start Information provided
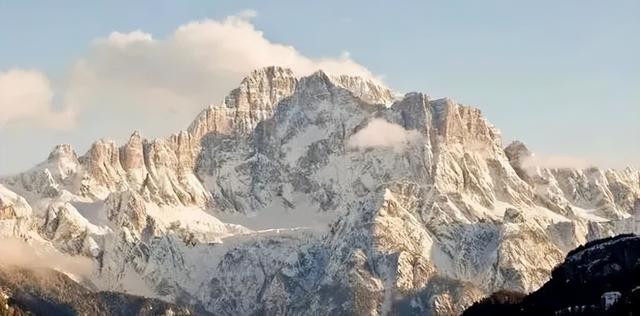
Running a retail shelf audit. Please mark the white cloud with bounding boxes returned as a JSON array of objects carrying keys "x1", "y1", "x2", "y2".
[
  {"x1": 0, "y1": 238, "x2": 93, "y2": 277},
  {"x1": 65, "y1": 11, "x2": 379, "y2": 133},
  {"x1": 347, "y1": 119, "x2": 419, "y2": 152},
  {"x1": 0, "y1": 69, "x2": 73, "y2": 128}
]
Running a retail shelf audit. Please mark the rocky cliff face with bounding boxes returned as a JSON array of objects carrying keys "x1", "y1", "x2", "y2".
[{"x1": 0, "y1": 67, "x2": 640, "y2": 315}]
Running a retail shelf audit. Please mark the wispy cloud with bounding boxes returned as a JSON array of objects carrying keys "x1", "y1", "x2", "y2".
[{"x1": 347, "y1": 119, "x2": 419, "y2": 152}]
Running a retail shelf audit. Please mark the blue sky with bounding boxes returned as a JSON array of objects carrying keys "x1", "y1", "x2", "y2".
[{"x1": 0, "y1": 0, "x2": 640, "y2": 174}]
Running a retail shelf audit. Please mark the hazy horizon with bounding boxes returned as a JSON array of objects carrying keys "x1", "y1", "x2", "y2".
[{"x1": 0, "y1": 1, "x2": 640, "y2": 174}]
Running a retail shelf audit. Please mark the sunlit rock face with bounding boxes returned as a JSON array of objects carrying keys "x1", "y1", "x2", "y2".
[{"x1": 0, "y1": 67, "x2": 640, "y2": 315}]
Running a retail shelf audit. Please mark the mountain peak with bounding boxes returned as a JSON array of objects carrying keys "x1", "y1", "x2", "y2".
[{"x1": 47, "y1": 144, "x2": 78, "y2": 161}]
end Information provided
Given task:
Can you render all the rows above as a numbered list, with blank lines dropped and the picture left out?

Complete answer:
1. Running a retail shelf audit. Please mark the white cloud with bounding boxes returned as a JSON array of objects carrying keys "x1", "y1", "x2", "y2".
2. [
3.   {"x1": 0, "y1": 238, "x2": 93, "y2": 277},
4.   {"x1": 65, "y1": 11, "x2": 379, "y2": 133},
5.   {"x1": 347, "y1": 119, "x2": 419, "y2": 152},
6.   {"x1": 0, "y1": 69, "x2": 73, "y2": 128}
7. ]
8. Running a retail shelf audit. Please mark the rocky cliff face with bounding boxes returned as a JSON array of objects carrying keys "x1", "y1", "x2", "y2".
9. [{"x1": 0, "y1": 67, "x2": 640, "y2": 315}]
10. Running a retail shelf audit. Please mark the wispy cloud with bounding boxes returned as a JSON array of objects carrying keys "x1", "y1", "x2", "y2".
11. [{"x1": 347, "y1": 119, "x2": 419, "y2": 152}]
12. Running a retail shelf audit. Please mark the blue sky with bounding boxes returned as a JSON array of objects carrying keys "x1", "y1", "x2", "y2".
13. [{"x1": 0, "y1": 0, "x2": 640, "y2": 174}]
14. Running a retail shelf audit. Please mark the hazy horizon with bounding boxes returned as a JSON array of objects carrying keys "x1", "y1", "x2", "y2".
15. [{"x1": 0, "y1": 1, "x2": 640, "y2": 174}]
16. Running a retail shelf audit. Please mark the sunlit rock face with bounding boxes returned as a JSON array of objects carrying keys "x1", "y1", "x2", "y2".
17. [{"x1": 0, "y1": 67, "x2": 640, "y2": 315}]
18. Running a retail shelf audit. Please mark the mountain peak with bounding boxes returned as a JSON array of objects carrying keys "x1", "y1", "x2", "y2".
19. [{"x1": 47, "y1": 144, "x2": 78, "y2": 161}]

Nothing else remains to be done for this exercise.